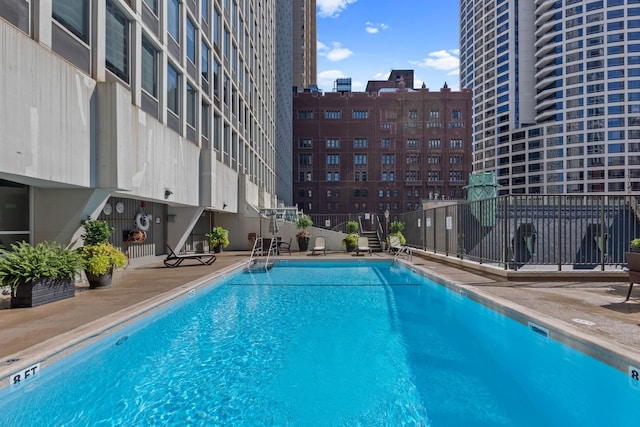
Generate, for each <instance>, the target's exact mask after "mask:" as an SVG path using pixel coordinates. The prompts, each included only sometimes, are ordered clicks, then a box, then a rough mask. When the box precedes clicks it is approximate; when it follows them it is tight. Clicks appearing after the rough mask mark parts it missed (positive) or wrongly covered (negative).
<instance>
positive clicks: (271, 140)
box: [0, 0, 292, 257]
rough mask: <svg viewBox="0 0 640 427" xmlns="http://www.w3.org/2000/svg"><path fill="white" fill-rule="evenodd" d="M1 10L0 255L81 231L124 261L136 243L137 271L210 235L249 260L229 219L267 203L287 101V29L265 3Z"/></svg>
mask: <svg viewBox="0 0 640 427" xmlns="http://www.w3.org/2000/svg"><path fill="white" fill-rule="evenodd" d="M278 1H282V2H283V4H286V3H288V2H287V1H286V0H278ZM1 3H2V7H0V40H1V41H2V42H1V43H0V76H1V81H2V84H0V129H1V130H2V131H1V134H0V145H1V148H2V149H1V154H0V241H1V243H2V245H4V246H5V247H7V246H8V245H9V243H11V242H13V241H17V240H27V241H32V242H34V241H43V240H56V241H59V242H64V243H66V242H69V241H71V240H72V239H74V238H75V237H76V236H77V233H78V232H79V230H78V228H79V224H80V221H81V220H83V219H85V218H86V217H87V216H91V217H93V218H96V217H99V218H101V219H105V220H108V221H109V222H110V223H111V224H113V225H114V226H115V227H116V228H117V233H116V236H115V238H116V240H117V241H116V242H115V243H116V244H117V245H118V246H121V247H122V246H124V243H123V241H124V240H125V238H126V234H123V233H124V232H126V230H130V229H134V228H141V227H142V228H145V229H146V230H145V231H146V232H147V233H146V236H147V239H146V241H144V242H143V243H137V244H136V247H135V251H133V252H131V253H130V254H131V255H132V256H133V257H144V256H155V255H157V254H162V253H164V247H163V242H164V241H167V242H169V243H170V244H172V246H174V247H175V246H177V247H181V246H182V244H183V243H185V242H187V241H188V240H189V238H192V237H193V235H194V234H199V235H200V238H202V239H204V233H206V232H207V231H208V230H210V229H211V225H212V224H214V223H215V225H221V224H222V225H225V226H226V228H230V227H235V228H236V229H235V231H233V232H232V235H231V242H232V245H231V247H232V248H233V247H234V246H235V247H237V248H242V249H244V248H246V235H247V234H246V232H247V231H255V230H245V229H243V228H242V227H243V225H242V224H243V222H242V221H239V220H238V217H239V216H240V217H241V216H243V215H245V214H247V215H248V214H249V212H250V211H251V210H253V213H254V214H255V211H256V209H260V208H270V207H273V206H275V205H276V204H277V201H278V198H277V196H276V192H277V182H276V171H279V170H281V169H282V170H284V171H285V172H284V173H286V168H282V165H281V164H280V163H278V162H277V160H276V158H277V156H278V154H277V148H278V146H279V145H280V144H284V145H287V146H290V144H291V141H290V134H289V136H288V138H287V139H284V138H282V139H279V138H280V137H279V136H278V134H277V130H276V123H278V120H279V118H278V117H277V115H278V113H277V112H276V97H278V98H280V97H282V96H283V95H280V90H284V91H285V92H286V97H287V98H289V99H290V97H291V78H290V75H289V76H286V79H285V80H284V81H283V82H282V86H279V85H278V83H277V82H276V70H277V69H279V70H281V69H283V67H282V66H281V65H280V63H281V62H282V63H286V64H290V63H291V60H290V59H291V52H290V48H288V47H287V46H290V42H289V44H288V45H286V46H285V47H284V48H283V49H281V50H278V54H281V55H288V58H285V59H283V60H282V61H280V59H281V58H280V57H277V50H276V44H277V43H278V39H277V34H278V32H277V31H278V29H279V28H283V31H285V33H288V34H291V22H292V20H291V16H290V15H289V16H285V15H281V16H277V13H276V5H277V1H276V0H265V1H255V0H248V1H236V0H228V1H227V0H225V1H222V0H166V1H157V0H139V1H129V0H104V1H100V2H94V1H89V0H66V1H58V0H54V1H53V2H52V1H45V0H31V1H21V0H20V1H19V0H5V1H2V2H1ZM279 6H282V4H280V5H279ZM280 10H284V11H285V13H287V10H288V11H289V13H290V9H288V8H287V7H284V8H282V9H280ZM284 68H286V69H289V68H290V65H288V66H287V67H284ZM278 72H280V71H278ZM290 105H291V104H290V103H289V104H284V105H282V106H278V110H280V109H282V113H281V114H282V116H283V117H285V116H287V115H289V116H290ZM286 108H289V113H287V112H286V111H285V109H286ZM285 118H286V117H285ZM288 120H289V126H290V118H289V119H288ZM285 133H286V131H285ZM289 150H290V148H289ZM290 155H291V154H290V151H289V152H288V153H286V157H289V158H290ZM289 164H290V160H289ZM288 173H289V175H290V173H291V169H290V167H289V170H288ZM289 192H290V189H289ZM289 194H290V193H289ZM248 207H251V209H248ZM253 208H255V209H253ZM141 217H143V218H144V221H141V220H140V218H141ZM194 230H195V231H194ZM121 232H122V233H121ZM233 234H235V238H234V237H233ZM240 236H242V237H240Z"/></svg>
==
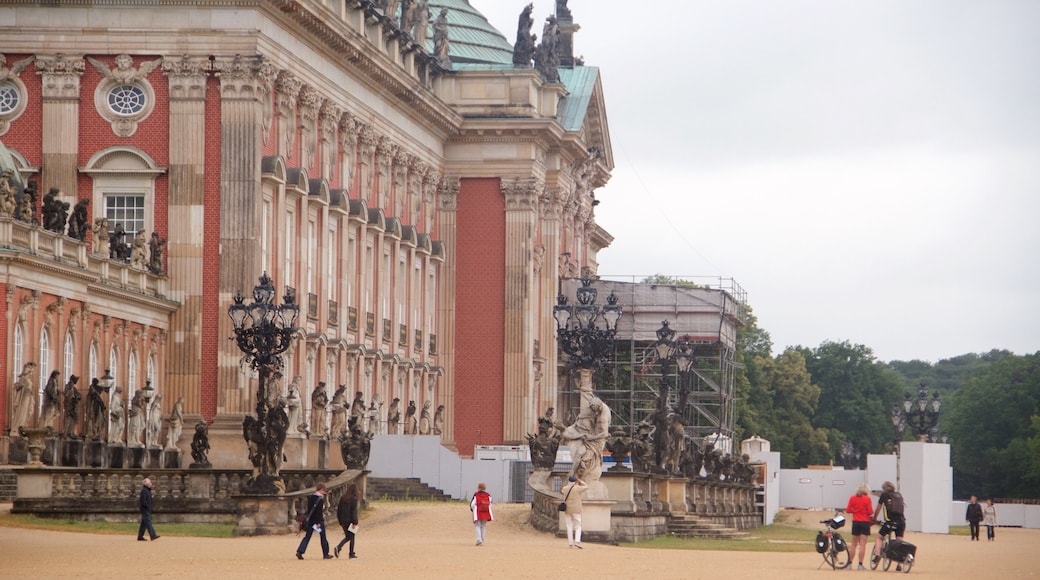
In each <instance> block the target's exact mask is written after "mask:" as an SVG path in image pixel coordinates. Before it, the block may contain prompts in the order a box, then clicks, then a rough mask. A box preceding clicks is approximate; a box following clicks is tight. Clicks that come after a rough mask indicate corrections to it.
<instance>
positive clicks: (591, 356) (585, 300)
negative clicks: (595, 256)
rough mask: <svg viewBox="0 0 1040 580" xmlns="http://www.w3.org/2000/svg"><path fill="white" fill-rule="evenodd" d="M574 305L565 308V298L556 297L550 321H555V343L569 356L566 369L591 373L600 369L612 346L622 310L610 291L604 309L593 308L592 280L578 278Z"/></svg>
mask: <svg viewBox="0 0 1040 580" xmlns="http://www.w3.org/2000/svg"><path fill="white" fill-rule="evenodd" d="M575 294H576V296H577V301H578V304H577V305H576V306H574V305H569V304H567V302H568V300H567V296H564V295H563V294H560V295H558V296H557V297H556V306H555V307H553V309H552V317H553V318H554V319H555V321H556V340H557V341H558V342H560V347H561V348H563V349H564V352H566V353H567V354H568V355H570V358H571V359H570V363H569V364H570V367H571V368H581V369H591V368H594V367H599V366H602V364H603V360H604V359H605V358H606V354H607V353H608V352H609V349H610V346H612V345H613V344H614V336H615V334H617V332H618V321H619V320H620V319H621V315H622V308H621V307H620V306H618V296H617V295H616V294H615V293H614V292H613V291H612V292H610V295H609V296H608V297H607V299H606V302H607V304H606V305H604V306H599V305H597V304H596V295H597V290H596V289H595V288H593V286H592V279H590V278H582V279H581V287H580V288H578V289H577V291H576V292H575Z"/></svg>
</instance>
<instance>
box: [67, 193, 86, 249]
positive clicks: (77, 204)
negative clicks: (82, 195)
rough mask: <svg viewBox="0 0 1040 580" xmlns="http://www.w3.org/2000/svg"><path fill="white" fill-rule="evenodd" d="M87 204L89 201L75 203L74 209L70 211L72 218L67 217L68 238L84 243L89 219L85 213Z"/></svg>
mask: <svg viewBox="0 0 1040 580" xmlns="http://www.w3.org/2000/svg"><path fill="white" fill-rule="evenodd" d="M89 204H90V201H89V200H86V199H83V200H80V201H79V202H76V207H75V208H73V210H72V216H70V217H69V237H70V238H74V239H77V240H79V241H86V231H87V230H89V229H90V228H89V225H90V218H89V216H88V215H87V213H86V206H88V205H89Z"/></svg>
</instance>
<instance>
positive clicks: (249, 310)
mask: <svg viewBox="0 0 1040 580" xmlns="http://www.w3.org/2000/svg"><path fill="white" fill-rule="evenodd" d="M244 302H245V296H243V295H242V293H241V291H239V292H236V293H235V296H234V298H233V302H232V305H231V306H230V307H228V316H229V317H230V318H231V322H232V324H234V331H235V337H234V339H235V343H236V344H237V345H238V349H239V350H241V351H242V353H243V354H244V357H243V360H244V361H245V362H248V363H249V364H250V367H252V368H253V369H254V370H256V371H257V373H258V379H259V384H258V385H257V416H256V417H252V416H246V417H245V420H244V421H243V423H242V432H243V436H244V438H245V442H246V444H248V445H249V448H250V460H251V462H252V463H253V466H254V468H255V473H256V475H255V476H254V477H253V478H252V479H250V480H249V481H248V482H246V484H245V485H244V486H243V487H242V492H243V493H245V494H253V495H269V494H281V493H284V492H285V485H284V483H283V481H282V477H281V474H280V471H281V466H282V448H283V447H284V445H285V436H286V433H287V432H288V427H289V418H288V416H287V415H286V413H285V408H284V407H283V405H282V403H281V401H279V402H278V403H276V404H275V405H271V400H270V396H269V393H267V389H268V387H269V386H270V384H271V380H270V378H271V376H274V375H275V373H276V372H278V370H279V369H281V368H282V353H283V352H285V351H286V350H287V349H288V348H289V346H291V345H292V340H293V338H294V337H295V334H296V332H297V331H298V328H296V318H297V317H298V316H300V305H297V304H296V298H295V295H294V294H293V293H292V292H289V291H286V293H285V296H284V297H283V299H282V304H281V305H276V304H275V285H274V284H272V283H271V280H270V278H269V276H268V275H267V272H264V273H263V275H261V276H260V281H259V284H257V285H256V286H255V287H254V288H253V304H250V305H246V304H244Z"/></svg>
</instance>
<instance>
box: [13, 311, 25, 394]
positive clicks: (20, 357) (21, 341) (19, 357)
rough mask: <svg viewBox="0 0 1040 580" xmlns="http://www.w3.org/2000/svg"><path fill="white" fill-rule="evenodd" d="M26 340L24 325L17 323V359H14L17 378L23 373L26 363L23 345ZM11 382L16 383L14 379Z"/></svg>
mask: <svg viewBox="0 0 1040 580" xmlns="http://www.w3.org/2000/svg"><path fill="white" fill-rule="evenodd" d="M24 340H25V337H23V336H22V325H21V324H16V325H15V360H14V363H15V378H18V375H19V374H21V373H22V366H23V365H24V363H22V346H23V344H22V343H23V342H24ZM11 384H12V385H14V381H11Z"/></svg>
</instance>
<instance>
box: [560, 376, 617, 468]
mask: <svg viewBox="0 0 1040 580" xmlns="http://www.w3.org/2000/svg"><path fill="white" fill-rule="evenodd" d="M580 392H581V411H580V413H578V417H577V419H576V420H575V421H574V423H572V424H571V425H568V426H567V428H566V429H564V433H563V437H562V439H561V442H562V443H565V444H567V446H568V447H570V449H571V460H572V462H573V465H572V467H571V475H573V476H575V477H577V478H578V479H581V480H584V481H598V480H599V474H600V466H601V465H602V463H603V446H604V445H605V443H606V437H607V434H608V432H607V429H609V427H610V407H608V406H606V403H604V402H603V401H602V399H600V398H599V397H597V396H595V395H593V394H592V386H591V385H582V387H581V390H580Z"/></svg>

● **PROBLEM DESCRIPTION**
Rewrite the lines from the line with "In each <instance>" to the line with "305L565 308V298L556 297L550", replacing "positive clicks" with "foreground clicks" and keeping everything else the same.

● **RESPONSE TO THIS TASK**
In each <instance> block the target's exact mask is written after "mask:" as an SVG path in image pixel coordinates. Before it, the block may contain prompts in the order a box, then clicks, then a rough mask. A box preceding clicks is approximate; a box following clicks is tight. Clicks that come after a rough mask indicate corrections to it.
<instance>
foreground clicks: (591, 356) (585, 300)
negative clicks: (595, 256)
rough mask: <svg viewBox="0 0 1040 580" xmlns="http://www.w3.org/2000/svg"><path fill="white" fill-rule="evenodd" d="M574 305L565 308V298L556 297L550 321H555V343L569 356L566 369L591 373L600 369L612 346L622 310L610 291L604 309L593 308L592 280L578 278Z"/></svg>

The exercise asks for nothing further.